**提示文**
*-*-*

三井化学は、今月31日~来月2日に石川県金沢市で開催される「第31回日本臨床微生物学会総会・学術集会」に、敗血症向けの研究用試薬キットなどを出展するほか、周辺の試薬など独自のユニークな技術や製品を紹介する。
同社は富山大学とともに、敗血症の原因菌を迅速に同定する新たな検査法(Tm mapping法)の製品化に着手しており、今回は、研究用試薬として「細菌迅速同定用PCR試薬キット」「細菌DNA抽出キット」「Yeast-made Taq Polymeraseキット」を展示する。
近年、がん治療や臓器移植などの医療の高度化に伴い、重篤な感染症のリスクが増えている。入院患者の主な死因は敗血症などの重篤な全身感染症であり、敗血症による死亡率は非常に高く、重篤な感染症患者を救命するためには、患者体内の感染症の起炎菌を迅速に検出・同定することが求められている。

*-*-*

**取り組む課題**
1. 三井化学の出展に関する文章について、次の問いに答えてください。
(a) 第31回日本臨床微生物学会総会・学術集会は、いつ、どこで開催されますか。
(b) 三井化学は、どこと共に新たな検査法の製品化に着手していますか。
(c) 入院患者の主な死因は何ですか。
2. 三井化学の出展に関する文章を2文で要約すると、どうなりますか。
3. 三井化学の出展に関する文章を、最後の文の後から書き継いでもらえますか。
記録は、三井化学の出展に関する文章とは関係がありません。

**提供データ**

*-*-*

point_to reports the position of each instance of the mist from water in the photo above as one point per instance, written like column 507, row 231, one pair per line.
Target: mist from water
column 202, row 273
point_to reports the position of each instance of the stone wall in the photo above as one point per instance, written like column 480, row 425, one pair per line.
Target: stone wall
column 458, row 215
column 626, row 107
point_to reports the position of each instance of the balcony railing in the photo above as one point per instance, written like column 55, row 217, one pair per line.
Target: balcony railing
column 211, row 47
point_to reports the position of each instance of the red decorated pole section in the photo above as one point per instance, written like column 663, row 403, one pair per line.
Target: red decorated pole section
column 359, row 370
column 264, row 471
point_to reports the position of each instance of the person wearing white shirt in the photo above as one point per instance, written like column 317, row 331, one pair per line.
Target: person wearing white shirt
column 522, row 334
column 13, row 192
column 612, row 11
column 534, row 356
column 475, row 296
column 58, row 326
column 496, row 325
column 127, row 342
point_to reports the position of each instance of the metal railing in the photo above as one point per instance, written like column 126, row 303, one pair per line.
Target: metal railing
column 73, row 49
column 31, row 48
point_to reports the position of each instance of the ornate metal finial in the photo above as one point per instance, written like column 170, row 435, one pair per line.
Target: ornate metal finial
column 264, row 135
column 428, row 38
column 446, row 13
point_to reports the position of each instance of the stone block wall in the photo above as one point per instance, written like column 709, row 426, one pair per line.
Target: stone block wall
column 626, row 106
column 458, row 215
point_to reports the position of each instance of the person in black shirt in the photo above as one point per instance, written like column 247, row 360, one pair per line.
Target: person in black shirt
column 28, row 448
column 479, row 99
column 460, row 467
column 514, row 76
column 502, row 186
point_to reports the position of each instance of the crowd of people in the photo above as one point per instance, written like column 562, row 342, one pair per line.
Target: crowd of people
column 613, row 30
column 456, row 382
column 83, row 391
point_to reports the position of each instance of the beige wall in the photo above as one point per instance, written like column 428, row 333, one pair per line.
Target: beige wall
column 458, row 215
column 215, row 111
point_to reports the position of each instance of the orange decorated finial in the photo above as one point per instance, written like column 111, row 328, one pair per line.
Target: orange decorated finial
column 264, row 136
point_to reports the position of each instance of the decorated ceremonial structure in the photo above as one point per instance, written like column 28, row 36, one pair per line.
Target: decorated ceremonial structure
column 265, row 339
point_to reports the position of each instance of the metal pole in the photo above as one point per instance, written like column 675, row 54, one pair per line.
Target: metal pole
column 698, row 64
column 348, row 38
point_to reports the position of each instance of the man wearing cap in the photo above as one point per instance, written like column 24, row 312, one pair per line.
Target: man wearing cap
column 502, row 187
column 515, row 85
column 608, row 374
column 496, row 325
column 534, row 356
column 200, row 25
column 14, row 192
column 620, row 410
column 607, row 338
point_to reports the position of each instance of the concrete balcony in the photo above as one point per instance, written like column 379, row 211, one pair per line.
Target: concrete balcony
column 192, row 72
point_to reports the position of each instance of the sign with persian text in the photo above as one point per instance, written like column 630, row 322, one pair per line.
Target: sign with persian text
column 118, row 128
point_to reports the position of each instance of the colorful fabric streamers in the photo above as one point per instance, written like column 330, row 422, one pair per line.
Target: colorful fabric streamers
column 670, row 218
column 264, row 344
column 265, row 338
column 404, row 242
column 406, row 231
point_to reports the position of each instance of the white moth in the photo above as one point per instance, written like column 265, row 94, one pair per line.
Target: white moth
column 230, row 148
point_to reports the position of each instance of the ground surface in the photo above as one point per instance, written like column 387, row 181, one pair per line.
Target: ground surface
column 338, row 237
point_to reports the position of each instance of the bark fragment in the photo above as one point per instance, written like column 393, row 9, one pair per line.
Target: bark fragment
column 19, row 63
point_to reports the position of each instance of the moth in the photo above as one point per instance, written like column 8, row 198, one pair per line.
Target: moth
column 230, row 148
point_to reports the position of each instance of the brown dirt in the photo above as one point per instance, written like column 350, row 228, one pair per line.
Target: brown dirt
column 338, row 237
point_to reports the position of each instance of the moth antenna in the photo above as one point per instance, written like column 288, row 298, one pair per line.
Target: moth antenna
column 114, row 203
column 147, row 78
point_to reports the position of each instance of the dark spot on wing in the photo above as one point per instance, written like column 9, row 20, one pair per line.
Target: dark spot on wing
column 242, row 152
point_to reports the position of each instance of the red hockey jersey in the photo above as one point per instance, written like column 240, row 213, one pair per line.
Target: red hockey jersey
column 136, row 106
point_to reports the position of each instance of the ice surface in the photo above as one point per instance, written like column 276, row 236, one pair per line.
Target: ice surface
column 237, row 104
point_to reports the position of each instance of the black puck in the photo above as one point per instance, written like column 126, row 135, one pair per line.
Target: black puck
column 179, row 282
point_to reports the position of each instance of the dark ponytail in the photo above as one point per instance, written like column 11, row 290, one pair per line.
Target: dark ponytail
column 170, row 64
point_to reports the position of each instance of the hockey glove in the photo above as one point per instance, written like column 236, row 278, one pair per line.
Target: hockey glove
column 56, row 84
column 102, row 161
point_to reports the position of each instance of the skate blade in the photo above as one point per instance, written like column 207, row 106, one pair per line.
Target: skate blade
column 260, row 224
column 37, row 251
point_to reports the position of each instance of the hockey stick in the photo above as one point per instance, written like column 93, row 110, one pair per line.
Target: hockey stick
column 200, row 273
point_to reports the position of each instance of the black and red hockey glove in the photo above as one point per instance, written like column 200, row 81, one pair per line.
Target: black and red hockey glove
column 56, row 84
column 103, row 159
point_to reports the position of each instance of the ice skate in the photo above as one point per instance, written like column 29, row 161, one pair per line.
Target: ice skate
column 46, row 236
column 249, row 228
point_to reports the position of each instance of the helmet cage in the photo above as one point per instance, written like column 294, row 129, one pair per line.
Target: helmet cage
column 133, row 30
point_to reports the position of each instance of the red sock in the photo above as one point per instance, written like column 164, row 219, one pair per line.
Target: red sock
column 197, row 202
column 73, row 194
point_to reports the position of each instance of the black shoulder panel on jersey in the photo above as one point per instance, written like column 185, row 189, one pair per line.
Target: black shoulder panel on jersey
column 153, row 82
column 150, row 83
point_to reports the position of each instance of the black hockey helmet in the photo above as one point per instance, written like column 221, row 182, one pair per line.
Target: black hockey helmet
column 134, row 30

*-*-*

**解答例**
1.
(a) 今月31日~来月2日に、石川県金沢市で開催されます。
(b) 富山大学です。
(c) 敗血症などの重篤な全身感染症です。

2. 三井化学は、今月31日~来月2日に金沢市で開かれる第31回日本臨床微生物学会総会・学術集会に、富山大学と製品化を進める敗血症原因菌の迅速同定法に関連した研究用試薬キットなどを出展します。医療の高度化に伴って重篤な感染症のリスクが増えており、死亡率の高い敗血症から患者を救うには、起炎菌の迅速な検出・同定が求められています。

3.
現在行われている血液培養検査は必ずしも完全ではなく、また、培養後に行う一般的な生化学的性状検査法では、検体提出から起炎菌の同定まで通常2~3日を要する。結果が判明するまでの間は経験に基づく治療を施行せざるを得ず、同定結果のないままに抗菌薬の選択を余儀なくされており、その結果、多剤耐性菌の出現や、抗菌薬の選択ミスにより重篤患者が致死的となる危険性など、感染症早期の治療では未だ重大なリスクを抱えているのが現状だ。
これらの問題解決のため、同社は富山大学が開発したTm mapping法の実用化に向けた共同研究に取り組んでいる。この検査法は、血液培養を行わず、採血から5時間程度で未知の起炎菌を同定する新たな遺伝子検査法であり、感染症早期に同定結果に基づいた適切な抗菌薬選択が可能となる。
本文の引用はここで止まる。